Start of Block

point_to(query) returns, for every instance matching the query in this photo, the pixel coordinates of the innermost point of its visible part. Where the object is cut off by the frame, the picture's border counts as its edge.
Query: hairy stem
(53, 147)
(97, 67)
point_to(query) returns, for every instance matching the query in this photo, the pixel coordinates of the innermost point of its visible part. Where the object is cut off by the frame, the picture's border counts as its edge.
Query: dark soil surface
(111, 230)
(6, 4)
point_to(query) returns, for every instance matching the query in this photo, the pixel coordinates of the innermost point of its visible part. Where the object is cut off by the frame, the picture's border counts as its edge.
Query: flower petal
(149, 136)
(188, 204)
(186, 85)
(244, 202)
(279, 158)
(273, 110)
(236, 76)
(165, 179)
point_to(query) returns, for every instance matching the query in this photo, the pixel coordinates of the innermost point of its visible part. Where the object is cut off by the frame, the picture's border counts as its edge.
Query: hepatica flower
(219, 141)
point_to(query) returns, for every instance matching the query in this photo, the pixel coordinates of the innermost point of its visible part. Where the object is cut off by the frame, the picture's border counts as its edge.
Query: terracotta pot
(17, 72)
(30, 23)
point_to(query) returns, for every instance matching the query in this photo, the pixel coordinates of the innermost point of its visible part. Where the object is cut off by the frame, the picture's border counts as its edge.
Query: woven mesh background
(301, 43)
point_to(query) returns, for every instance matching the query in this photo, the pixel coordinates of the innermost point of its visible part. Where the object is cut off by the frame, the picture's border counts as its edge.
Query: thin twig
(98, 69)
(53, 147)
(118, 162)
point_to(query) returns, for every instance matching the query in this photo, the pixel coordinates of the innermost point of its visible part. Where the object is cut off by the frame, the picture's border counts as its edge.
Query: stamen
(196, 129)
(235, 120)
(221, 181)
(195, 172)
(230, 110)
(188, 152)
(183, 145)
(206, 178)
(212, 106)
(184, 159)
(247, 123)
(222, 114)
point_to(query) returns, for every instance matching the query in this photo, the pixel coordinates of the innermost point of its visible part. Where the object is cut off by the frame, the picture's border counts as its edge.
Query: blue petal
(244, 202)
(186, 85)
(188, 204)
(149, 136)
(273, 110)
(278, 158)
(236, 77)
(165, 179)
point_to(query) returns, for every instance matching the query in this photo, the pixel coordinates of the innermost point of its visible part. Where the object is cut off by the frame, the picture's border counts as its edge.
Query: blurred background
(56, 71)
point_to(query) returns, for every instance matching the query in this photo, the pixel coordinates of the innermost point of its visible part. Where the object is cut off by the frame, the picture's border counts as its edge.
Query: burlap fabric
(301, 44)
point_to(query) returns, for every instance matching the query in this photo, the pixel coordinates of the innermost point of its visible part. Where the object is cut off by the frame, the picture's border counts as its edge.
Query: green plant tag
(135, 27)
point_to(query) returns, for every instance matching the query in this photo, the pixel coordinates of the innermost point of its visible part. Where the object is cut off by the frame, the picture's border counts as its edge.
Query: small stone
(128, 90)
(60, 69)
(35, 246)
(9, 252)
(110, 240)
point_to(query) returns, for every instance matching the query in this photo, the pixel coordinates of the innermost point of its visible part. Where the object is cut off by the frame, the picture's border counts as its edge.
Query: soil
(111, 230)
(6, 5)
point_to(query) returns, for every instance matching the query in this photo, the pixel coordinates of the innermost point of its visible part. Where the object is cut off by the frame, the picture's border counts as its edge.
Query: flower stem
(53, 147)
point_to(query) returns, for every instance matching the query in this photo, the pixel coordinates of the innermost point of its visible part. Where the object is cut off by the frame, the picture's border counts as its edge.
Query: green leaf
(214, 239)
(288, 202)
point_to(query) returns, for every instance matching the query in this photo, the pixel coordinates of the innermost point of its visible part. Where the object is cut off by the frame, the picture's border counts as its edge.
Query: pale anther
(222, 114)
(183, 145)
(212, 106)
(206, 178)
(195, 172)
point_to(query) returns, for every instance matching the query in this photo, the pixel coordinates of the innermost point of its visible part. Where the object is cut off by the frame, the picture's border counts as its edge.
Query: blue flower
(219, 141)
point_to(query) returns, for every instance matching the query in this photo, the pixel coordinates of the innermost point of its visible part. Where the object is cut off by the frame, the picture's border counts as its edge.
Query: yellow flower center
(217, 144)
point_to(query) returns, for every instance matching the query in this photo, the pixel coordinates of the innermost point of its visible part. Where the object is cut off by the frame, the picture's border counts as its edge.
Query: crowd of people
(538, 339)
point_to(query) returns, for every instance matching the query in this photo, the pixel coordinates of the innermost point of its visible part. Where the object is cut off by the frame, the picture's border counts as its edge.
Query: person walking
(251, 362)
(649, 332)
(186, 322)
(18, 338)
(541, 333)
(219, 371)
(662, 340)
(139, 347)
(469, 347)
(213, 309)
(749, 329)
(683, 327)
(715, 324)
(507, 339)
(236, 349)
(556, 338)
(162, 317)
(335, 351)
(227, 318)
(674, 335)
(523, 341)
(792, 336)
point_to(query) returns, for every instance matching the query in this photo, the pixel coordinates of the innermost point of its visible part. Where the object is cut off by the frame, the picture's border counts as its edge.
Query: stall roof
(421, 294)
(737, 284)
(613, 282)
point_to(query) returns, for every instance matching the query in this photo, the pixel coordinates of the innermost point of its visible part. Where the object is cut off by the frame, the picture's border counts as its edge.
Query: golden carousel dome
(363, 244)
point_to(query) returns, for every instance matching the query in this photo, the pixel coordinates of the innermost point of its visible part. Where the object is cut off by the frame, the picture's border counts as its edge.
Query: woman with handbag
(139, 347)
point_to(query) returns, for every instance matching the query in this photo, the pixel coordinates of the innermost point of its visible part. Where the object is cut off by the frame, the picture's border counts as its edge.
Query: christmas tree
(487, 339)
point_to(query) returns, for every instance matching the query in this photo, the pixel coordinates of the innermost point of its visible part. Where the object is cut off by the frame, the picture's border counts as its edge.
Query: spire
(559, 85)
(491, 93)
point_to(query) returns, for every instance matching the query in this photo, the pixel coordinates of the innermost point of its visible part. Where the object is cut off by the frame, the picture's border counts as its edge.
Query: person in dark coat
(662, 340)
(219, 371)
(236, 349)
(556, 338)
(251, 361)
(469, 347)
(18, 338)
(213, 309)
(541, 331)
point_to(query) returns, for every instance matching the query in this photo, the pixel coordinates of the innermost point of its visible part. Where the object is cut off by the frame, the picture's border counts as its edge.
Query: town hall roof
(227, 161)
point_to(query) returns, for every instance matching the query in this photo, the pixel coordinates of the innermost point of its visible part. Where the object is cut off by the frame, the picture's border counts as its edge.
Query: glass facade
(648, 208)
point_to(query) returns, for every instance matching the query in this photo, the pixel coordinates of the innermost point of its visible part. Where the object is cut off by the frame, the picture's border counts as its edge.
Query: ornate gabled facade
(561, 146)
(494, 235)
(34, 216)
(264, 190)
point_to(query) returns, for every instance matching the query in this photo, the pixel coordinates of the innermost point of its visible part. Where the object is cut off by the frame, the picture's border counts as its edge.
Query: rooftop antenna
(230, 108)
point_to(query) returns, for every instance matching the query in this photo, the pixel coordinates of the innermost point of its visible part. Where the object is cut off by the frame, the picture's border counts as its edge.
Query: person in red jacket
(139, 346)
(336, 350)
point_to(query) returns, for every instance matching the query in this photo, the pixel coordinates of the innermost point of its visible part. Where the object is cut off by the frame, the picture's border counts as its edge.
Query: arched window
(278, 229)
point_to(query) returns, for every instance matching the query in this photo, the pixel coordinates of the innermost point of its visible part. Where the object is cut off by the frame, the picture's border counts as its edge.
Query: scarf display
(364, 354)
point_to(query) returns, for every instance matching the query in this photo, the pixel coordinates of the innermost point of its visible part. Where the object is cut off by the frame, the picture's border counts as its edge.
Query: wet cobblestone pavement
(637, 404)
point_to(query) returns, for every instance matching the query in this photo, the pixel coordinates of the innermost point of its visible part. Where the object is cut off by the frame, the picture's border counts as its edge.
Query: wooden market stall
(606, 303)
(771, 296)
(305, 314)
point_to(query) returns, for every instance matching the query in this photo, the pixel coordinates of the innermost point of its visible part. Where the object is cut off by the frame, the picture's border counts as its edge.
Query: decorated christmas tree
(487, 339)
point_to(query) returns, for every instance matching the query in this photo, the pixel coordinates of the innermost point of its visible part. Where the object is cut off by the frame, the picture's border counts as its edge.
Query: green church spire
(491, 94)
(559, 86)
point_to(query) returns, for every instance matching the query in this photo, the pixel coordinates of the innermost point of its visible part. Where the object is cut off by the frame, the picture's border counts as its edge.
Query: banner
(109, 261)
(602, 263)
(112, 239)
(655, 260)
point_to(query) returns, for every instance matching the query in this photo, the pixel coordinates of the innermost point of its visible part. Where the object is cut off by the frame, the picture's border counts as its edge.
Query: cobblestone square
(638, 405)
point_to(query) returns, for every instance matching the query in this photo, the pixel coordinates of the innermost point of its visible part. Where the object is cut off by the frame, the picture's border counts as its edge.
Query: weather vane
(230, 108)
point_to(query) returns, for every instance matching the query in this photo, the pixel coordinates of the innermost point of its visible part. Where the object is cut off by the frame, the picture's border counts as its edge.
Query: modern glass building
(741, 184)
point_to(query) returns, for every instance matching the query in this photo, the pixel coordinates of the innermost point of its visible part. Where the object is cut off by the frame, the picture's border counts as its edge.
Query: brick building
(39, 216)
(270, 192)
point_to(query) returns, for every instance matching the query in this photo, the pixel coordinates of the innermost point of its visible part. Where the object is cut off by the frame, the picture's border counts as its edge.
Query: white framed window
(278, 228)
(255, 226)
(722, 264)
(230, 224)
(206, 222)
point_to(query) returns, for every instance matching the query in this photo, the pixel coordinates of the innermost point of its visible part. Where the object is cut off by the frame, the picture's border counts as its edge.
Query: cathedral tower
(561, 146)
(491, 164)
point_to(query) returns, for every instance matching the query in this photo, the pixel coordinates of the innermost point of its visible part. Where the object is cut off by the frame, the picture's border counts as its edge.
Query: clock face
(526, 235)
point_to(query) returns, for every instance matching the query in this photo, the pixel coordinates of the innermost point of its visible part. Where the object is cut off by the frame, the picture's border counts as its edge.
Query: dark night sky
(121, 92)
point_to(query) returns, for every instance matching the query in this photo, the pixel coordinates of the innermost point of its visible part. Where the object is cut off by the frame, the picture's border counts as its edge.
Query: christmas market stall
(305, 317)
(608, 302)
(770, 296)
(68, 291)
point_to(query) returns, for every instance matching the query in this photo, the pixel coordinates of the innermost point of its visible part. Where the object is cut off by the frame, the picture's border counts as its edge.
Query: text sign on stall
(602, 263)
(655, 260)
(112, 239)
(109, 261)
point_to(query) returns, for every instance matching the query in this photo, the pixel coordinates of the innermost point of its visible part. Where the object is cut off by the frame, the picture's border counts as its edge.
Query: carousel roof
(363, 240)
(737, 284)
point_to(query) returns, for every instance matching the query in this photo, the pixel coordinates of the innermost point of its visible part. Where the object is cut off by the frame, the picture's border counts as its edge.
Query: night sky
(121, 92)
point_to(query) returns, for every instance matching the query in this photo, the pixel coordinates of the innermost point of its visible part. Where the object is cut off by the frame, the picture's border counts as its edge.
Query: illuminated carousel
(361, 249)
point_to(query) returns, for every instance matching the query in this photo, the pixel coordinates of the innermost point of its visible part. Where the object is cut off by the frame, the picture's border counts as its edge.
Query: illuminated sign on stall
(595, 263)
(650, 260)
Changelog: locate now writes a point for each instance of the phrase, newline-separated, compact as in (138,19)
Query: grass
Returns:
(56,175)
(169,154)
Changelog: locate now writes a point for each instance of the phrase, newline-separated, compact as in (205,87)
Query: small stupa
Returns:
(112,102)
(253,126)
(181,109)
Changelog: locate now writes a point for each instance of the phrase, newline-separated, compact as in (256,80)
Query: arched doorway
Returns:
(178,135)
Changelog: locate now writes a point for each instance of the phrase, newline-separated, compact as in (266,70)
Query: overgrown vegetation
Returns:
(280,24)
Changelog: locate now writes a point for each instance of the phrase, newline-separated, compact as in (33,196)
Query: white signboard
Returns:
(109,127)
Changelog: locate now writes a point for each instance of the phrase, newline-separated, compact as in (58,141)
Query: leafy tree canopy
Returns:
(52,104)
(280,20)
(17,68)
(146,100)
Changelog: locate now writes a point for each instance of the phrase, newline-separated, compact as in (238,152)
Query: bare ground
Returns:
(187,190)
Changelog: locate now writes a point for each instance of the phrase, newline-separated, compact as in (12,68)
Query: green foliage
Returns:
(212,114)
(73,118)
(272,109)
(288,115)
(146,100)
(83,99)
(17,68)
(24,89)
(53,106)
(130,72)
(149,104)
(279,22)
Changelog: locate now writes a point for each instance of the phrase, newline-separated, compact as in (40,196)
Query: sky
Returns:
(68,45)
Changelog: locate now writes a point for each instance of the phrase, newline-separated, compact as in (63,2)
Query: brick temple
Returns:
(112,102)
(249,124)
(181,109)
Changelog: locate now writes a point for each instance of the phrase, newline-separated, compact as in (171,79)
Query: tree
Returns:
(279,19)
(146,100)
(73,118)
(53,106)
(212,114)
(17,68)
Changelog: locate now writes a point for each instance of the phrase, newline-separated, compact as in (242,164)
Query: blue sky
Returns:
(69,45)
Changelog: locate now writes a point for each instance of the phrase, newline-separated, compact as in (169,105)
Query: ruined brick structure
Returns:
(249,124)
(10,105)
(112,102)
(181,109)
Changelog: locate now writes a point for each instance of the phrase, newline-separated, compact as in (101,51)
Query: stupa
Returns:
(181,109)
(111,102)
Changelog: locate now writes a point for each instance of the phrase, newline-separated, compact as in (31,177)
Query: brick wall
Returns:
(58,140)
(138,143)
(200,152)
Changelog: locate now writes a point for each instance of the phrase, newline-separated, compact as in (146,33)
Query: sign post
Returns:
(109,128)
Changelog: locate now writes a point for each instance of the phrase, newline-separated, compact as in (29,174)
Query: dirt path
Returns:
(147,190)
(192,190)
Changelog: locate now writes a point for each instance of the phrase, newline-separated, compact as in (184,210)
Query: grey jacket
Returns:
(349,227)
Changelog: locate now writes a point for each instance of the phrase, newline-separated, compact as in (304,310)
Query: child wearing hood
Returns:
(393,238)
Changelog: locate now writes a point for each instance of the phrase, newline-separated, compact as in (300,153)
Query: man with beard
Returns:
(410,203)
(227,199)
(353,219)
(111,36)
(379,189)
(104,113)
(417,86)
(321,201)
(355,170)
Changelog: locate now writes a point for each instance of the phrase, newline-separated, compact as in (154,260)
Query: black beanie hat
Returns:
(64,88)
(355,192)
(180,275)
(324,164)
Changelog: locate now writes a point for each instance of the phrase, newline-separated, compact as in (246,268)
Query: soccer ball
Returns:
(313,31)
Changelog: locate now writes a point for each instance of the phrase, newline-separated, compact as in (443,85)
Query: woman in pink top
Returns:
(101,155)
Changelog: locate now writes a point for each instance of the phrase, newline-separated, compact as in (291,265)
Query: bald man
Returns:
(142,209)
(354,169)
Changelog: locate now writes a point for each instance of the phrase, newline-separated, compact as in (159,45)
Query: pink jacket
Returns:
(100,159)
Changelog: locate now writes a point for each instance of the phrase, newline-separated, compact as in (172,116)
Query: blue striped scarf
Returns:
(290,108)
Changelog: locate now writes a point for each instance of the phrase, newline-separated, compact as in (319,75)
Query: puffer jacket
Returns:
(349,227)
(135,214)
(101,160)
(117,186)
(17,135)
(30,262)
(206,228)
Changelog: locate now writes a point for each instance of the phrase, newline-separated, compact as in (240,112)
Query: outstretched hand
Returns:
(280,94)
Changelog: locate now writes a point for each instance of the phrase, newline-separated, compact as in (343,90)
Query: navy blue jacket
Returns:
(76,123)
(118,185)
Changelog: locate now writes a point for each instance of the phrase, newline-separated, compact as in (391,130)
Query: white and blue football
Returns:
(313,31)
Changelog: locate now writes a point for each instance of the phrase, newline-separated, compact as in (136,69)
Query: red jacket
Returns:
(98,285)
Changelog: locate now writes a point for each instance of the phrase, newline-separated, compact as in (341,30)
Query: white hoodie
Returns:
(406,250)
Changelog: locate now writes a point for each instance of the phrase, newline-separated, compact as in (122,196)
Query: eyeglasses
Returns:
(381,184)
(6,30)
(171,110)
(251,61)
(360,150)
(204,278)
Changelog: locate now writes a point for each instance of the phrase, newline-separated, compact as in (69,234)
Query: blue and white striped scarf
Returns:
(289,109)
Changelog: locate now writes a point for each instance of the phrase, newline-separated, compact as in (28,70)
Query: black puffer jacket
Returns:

End of Block

**Exercise details:** From the line containing "Query: bare ground" down to the line containing "Query: tree" in the material above, reproduce every line exactly, including the two end lines.

**Task solution:**
Query: bare ground
Returns:
(187,190)
Changelog: locate now writes a point for each instance of the phrase, newline-separated, compact as in (12,68)
Query: green foliage
Returns:
(212,114)
(73,118)
(272,109)
(288,115)
(146,100)
(83,99)
(17,68)
(24,89)
(53,106)
(130,72)
(149,104)
(279,22)
Changelog: locate now writes a point for each instance of the phrase, newline-separated, compact as in (40,196)
Query: sky
Returns:
(68,45)
Changelog: locate now writes a point for each instance of the phrase, newline-separated, compact as in (63,2)
Query: brick temple
Returns:
(112,102)
(249,124)
(181,109)
Changelog: locate now writes a point for each instance of the phrase, newline-separated, compact as in (171,79)
Query: tree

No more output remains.